Task brief: Every record below should be written out exactly; pictures stay out.

____

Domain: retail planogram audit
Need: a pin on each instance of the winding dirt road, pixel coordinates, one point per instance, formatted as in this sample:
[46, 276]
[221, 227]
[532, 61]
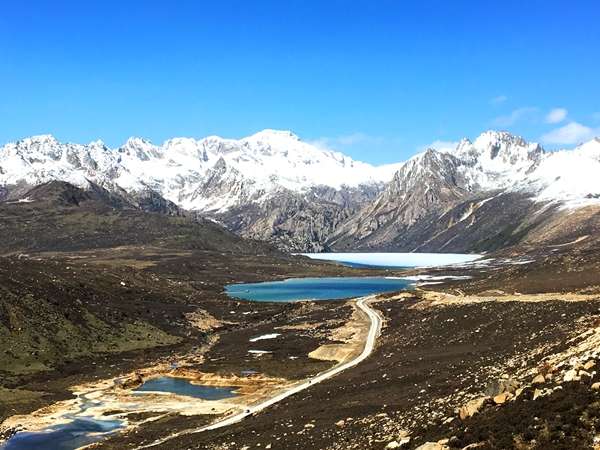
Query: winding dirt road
[374, 329]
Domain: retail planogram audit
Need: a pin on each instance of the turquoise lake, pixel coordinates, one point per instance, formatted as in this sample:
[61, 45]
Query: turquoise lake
[82, 430]
[295, 289]
[181, 386]
[69, 436]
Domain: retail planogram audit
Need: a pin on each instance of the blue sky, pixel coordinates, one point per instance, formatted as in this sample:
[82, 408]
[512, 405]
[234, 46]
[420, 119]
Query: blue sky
[376, 79]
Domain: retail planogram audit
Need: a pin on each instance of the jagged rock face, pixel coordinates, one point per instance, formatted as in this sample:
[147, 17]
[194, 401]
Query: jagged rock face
[430, 181]
[275, 187]
[298, 222]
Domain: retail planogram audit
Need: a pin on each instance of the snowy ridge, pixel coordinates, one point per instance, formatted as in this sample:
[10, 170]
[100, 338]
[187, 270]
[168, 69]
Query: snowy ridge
[501, 161]
[214, 174]
[206, 174]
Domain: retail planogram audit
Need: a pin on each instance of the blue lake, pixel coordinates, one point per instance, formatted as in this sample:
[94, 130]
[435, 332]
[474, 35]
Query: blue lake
[295, 289]
[82, 430]
[395, 260]
[181, 386]
[69, 436]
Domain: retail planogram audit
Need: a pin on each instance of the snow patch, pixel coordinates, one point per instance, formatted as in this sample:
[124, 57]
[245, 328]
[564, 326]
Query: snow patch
[265, 336]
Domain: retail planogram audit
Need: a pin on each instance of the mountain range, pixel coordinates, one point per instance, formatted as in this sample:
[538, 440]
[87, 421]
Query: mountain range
[495, 191]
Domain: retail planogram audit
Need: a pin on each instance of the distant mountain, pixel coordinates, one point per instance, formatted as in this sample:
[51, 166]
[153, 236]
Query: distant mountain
[210, 174]
[481, 196]
[58, 216]
[275, 187]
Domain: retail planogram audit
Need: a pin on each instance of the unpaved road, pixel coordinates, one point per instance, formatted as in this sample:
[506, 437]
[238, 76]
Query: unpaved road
[374, 329]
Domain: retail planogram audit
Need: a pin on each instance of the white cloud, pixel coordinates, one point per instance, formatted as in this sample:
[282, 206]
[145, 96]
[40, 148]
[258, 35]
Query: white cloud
[347, 140]
[498, 100]
[571, 133]
[442, 146]
[516, 116]
[556, 115]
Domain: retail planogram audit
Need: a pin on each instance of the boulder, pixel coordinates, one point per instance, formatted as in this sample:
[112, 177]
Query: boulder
[501, 398]
[588, 365]
[539, 379]
[432, 446]
[500, 386]
[471, 407]
[571, 375]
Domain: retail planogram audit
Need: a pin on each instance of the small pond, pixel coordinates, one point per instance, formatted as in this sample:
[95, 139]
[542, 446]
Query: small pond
[295, 289]
[79, 431]
[181, 386]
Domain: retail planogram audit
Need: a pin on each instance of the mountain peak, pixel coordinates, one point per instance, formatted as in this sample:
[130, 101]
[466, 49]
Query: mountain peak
[40, 139]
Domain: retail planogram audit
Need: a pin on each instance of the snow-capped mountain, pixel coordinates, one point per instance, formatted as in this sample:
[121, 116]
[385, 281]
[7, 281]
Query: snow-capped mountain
[436, 200]
[210, 174]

____

Final result:
Domain: retail planogram audit
Need: a pin on each instance of the winding dirt road, pixel coordinates, one point per instance, formatted as in this sample:
[46, 276]
[221, 227]
[532, 61]
Query: winding dirt road
[374, 329]
Domain: retail planogram audit
Need: a pin on each instance of the turquoise lake, pixel coordinates, one point per instance, formatted as in this sample:
[61, 45]
Query: turquoise lake
[82, 430]
[295, 289]
[181, 386]
[69, 436]
Domain: retail planogram audit
Need: a pin on each instance of the blue sky, pixel coordinates, one point per instance, formatted as in this sample:
[82, 408]
[512, 405]
[234, 46]
[420, 119]
Query: blue sky
[376, 79]
Domain: retail planogram audit
Need: a pin on each instance of the jagged rock face, pixel coordinates, one point per instance, formatted as in this sample:
[147, 17]
[194, 401]
Query: jagged rock face
[430, 181]
[275, 187]
[298, 222]
Domain: retail planogram audit
Need: a pin on each instance of the snowy ridge, pixel coordinates, one point per instance, formatted as in this sample:
[10, 170]
[100, 338]
[187, 270]
[168, 69]
Query: snowy ridge
[501, 161]
[214, 174]
[206, 174]
Domain: retail planogram audit
Need: a pin on each instance of the blue lake, pixel coordinates, one point per instance, formatted as in this sample:
[94, 130]
[435, 332]
[474, 35]
Query: blue lake
[295, 289]
[82, 430]
[395, 260]
[181, 386]
[69, 436]
Domain: retail planogram audit
Need: a pin on each instance of the snow patch, pixel coordinates, one point per instance, formatted as in this sample:
[124, 57]
[245, 328]
[564, 326]
Query: snow patch
[265, 336]
Domain: retail planogram audit
Need: a pin on each instance of the mountain range, pixel coordinates, one point per instance, formatted as in this sample:
[538, 440]
[87, 421]
Query: mountain range
[495, 191]
Domain: retail planogram audit
Need: a pin on each instance of the distant mountain, pixel coordinates, one point per instance, formatted as in this sample:
[51, 166]
[153, 236]
Query: distant mountain
[210, 174]
[481, 196]
[58, 216]
[275, 187]
Domain: retail planogram audit
Need: a pin on each instance of the unpaved road, pixel coordinates, one point per instance, formatted as in this sample:
[506, 437]
[238, 76]
Query: unpaved road
[374, 329]
Domain: retail planogram audit
Need: a pin on each instance of the white cloud, pixel coordinates, one point per instance, formatted as in this sample:
[282, 206]
[145, 96]
[40, 148]
[258, 35]
Query: white cloud
[347, 140]
[498, 100]
[571, 133]
[442, 146]
[516, 116]
[556, 115]
Domain: retail planogram audit
Need: a pin on each instance of the boulder, pixel coordinates, one point per instance, formatted as in this sample:
[112, 177]
Query: boulder
[501, 398]
[588, 365]
[539, 379]
[432, 446]
[500, 386]
[471, 407]
[571, 375]
Domain: retail planogram audit
Need: a pin on each instance of the small pond, pixel coordinates, one point per instance, formatted as in this sample:
[95, 139]
[542, 446]
Query: small pond
[295, 289]
[79, 431]
[181, 386]
Domain: retail planogram audit
Need: a pin on each instance of the mountain peak, pixel coordinates, one point per instance, formatted as in this sample:
[130, 101]
[466, 49]
Query: mountain peak
[40, 139]
Domain: retail planogram audit
Need: a pin on each instance of the snow-capped mountain, pixel coordinates, one point per instance, formatted as in this sample:
[121, 116]
[385, 281]
[7, 281]
Query: snow-capped mountain
[436, 200]
[210, 174]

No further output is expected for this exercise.